**EXERCISE BRIEF**
Would you return the listing exactly as written, apart from its pictures?

——

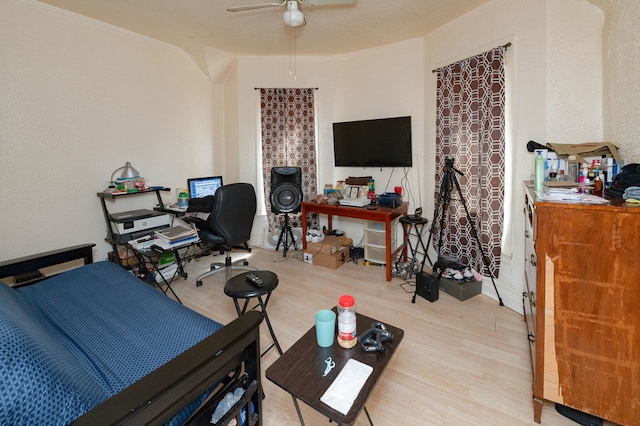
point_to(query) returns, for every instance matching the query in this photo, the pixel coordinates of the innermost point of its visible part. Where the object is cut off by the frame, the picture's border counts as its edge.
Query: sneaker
(468, 274)
(476, 275)
(454, 275)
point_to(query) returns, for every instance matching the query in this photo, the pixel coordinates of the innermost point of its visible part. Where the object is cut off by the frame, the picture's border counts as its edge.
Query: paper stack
(175, 236)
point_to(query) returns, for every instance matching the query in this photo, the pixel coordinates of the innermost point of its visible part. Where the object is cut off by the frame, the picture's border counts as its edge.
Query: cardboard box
(329, 245)
(331, 261)
(461, 291)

——

**RESPONSE AREA**
point_to(query) returns, for every instance matching the query in this photo, the pixel coordinates of the innermost point of its visible part. Where the object is cut off by the frame, the picture's border counts as its edge.
Query: sneaker
(468, 274)
(476, 275)
(454, 275)
point_to(query) returns, for every instance matching the query in this photo, the pixel coordinates of the innermost point of its visible part. Where the object is cut off by the frame, the picture's border counts as its edge.
Query: paper stack
(175, 236)
point_to(query) returns, for every instance matching the query in this photo, the pixel coordinates of the innermost point of its visible part. Where the object is cut off by the frame, the picture's border counts as its edge.
Query: cardboard box
(329, 245)
(331, 261)
(461, 291)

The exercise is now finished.